**Exercise task 1:** Please gather every line of the records that contains the string "body", matching case.

The country placed most often in the top three best places from which to import oil out of eight crude-producing jurisdictions, according to the Ipsos study, which surveyed 24,014 people from 28 countries. Globally, Canada was chosen most often, at 55 per cent of responses, followed by Norway and the United States, which garnered 53 per cent and 52 per cent of the votes, respectively.
The Middle East and Mexico came in fourth and fifth place at 40 per cent and 32 per cent of responses. Rounding out the bottom were Venezuela, Russia and China, which were chosen 29 per cent, 26 per cent and 21 per cent of the time.
On a regional basis, Canada also made a strong showing. For example, North Americans appear bullish on Canadian oil, and 71 per cent chose the country as one of their top suppliers. In Europe, Canada made the top three 60 per cent of the time, while the U.S. came in at 53 per cent. Only Norway ranked better in Europe, clinching the top spot after being selected as a preferred supplier 71 per cent of the time. But Canadian oil also placed well in the Asia-Pacific region, where 58 per cent of people picked Canada as among their preferred energy suppliers.

**Exercise task 2:** Repeat the whole oil supplier survey text above word for word.

**Stored records:**
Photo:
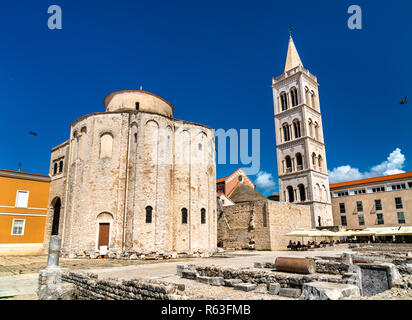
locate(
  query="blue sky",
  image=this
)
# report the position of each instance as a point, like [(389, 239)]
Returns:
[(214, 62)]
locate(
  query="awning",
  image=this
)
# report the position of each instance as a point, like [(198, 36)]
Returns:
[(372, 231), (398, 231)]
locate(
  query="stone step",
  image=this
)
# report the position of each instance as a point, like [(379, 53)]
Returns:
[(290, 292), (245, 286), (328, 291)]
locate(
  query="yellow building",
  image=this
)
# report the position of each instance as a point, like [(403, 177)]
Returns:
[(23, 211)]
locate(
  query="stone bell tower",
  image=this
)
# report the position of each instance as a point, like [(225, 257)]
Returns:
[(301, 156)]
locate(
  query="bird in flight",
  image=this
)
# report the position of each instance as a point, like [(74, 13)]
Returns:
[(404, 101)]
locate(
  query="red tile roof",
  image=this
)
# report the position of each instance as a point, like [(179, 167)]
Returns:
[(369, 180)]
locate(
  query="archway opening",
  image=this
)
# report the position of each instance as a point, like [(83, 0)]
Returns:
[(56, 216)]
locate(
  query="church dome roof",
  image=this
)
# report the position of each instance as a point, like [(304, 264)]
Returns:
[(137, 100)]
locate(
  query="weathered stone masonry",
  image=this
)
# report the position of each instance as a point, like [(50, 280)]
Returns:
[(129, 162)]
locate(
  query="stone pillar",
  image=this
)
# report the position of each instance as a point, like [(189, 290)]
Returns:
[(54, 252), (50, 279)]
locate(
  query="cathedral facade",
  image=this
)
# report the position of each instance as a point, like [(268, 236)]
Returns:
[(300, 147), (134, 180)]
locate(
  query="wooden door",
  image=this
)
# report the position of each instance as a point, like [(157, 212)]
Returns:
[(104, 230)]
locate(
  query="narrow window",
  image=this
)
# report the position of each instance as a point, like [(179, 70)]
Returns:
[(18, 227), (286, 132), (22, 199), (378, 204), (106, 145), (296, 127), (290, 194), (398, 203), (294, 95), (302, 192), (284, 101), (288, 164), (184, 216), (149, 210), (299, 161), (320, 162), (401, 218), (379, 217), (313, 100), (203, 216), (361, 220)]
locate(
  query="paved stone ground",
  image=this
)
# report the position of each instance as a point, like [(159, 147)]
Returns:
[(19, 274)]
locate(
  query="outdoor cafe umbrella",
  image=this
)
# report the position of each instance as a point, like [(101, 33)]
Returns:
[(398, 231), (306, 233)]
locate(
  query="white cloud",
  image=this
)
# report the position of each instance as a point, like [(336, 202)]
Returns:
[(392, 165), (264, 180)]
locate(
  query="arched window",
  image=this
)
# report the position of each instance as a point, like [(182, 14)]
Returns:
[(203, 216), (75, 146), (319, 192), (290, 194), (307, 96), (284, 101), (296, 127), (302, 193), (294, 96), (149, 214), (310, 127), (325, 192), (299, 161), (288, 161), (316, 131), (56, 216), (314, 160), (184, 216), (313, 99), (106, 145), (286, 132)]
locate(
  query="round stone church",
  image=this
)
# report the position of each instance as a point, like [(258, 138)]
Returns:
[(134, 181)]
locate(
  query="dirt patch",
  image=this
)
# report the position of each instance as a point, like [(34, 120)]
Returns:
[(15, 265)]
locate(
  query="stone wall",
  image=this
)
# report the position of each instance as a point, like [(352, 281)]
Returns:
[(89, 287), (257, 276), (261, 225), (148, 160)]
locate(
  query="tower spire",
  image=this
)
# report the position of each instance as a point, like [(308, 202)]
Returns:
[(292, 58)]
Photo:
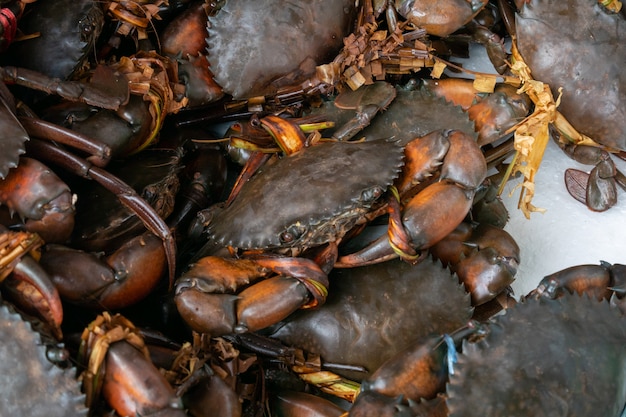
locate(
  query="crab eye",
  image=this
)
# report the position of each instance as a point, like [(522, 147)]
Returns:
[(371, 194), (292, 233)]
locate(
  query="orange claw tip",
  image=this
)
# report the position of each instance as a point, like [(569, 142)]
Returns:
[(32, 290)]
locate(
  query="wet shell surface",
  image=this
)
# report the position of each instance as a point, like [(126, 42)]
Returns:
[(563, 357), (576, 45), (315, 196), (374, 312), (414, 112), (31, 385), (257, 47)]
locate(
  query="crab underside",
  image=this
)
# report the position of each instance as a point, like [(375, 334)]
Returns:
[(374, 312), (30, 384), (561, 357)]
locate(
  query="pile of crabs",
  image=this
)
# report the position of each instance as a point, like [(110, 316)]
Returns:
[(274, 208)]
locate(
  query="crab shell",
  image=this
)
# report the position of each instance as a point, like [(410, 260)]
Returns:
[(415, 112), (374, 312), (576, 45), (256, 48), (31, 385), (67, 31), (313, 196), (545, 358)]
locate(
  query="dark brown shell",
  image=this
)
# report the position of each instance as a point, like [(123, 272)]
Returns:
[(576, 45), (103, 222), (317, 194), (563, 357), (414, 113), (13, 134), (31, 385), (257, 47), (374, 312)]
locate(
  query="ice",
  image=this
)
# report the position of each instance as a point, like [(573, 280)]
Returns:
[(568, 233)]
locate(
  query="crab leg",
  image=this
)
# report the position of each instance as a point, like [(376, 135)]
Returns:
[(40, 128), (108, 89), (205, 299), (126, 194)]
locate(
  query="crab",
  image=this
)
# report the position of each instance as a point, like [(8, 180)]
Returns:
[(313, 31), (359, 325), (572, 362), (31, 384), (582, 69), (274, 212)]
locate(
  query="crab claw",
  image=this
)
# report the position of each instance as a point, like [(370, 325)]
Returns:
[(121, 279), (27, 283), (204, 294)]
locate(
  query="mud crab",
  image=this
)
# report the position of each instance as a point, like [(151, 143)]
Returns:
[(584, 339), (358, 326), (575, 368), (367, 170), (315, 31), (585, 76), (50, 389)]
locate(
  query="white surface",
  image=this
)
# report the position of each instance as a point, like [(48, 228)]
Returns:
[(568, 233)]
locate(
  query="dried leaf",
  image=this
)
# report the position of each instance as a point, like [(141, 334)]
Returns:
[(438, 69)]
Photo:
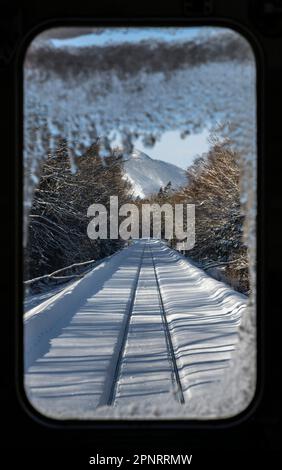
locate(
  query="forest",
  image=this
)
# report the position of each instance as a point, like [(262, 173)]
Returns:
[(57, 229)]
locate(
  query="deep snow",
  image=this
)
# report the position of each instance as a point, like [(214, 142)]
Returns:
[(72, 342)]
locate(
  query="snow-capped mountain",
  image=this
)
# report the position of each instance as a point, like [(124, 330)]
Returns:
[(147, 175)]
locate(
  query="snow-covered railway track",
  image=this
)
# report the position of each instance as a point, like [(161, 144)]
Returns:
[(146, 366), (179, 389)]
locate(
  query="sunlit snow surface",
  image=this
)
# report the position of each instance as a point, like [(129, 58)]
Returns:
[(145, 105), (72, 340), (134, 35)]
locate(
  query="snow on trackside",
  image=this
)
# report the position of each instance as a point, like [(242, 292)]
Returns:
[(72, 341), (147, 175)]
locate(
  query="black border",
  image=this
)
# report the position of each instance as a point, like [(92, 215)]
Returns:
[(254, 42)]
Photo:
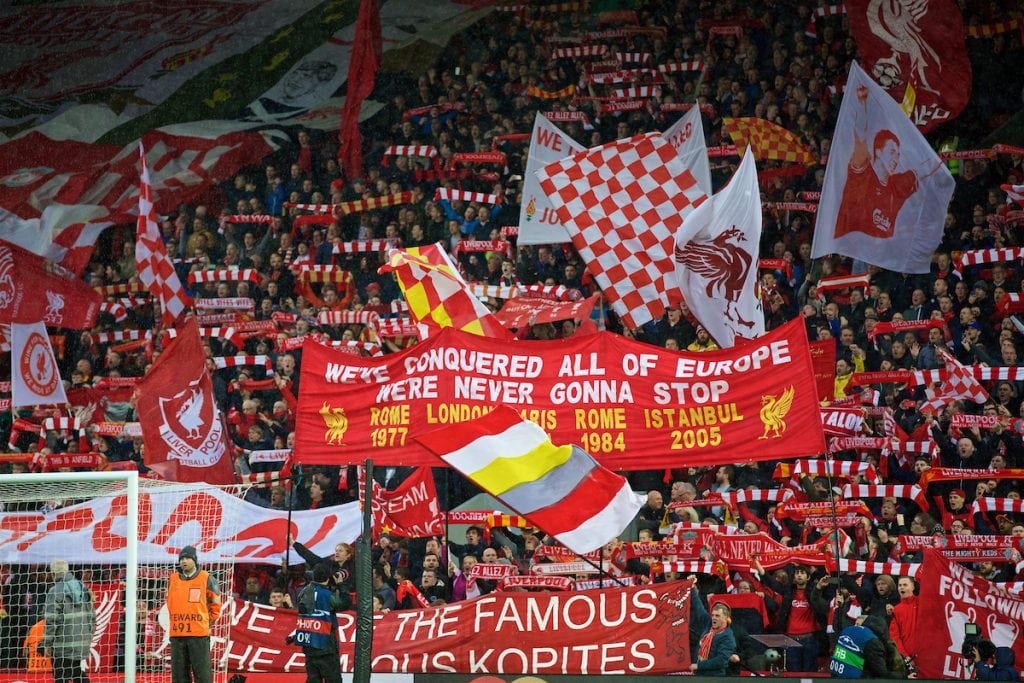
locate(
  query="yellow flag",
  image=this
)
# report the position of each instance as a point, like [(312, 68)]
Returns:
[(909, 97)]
--
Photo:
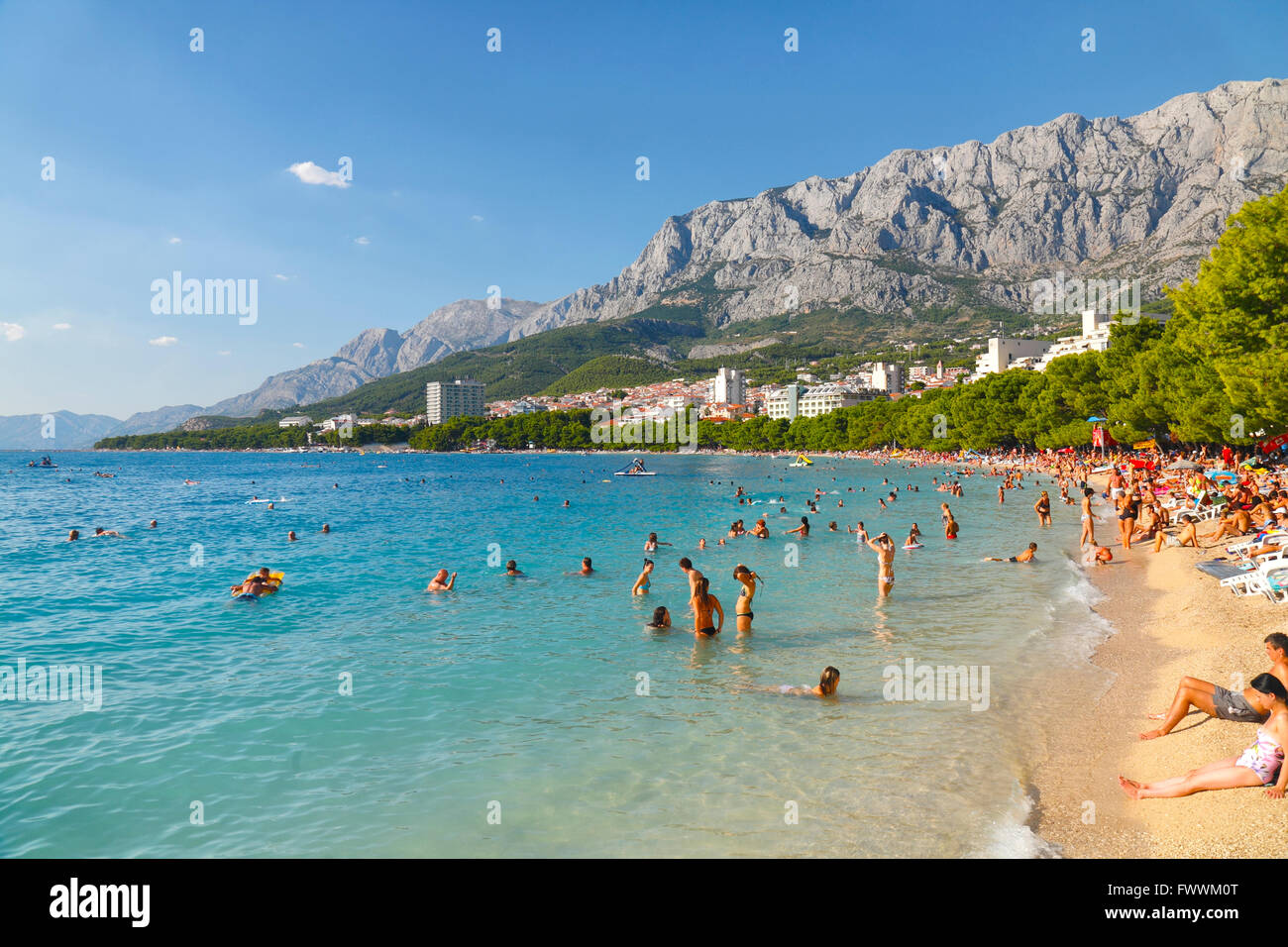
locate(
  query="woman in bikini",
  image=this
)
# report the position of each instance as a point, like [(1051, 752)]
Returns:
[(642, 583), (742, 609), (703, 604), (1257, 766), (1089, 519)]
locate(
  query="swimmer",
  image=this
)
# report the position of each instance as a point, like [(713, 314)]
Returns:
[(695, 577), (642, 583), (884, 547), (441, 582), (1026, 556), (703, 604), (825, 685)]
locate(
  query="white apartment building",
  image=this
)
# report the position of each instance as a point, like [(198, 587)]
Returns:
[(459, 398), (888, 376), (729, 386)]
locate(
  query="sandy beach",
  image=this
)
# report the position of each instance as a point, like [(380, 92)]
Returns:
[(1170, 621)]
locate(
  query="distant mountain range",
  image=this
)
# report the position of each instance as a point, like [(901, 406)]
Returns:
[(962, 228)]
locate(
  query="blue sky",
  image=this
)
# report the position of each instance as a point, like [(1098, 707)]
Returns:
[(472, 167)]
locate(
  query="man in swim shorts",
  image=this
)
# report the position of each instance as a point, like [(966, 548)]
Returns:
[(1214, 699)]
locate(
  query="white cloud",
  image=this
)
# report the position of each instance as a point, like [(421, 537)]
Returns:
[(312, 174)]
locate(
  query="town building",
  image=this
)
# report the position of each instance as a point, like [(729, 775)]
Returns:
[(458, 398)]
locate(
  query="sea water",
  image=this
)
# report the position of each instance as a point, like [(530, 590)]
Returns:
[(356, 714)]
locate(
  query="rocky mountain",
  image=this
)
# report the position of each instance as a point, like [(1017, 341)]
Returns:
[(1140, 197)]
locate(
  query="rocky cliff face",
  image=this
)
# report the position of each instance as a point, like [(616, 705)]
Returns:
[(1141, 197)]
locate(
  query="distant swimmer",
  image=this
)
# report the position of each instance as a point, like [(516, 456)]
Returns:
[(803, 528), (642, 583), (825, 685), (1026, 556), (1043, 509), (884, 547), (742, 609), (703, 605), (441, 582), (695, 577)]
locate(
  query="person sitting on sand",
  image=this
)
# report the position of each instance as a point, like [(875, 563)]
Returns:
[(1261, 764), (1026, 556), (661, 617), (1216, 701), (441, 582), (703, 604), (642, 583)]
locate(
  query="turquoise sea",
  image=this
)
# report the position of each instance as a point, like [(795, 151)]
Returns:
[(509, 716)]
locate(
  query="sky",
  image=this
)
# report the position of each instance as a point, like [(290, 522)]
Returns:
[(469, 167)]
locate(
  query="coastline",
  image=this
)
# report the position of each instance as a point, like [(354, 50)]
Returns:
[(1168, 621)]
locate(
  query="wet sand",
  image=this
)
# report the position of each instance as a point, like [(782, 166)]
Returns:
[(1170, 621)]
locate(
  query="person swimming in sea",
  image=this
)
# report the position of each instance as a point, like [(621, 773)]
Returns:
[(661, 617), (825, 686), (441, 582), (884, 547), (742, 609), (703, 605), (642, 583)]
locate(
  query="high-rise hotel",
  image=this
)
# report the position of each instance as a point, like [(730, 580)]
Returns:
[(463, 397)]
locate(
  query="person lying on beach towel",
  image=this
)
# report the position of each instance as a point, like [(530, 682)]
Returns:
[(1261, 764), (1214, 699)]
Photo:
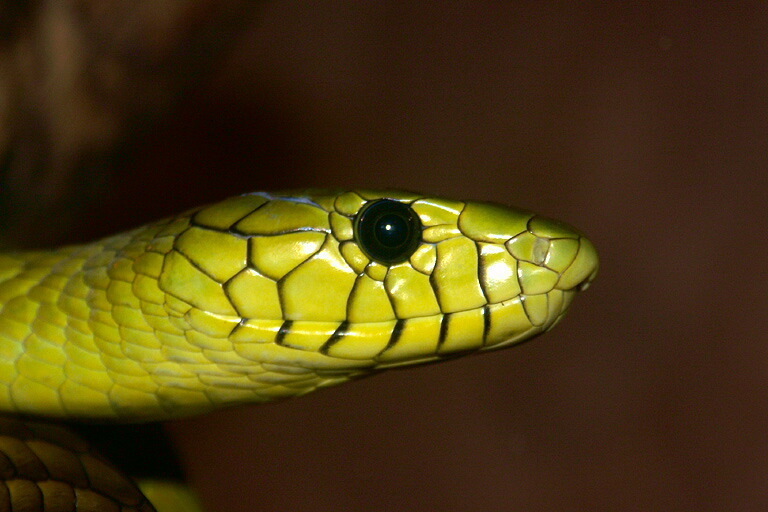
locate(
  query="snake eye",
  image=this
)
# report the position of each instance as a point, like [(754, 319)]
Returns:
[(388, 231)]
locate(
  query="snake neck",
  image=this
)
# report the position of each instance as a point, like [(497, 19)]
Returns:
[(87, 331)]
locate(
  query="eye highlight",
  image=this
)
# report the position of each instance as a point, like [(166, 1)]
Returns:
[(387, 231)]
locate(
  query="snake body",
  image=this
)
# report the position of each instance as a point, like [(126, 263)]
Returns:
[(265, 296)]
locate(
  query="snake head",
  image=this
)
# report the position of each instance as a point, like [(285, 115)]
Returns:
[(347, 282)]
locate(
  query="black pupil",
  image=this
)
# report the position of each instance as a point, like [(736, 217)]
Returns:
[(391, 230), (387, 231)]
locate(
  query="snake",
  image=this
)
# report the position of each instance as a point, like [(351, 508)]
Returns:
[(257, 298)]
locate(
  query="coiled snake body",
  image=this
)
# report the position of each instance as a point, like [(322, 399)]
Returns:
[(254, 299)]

**Correct response 1:**
  query="snake body",
  query="coiled snake body",

**Correct response 2:**
The country placed most often in the top three best places from which to import oil out of eight crude-producing jurisdictions, according to the Ipsos study, which surveyed 24,014 people from 28 countries. Globally, Canada was chosen most often, at 55 per cent of responses, followed by Norway and the United States, which garnered 53 per cent and 52 per cent of the votes, respectively.
The Middle East and Mexico came in fourth and fifth place at 40 per cent and 32 per cent of responses. Rounding out the bottom were Venezuela, Russia and China, which were chosen 29 per cent, 26 per cent and 21 per cent of the time.
On a regional basis, Canada also made a strong showing. For example, North Americans appear bullish on Canadian oil, and 71 per cent chose the country as one of their top suppliers. In Europe, Canada made the top three 60 per cent of the time, while the U.S. came in at 53 per cent. Only Norway ranked better in Europe, clinching the top spot after being selected as a preferred supplier 71 per cent of the time. But Canadian oil also placed well in the Asia-Pacific region, where 58 per cent of people picked Canada as among their preferred energy suppliers.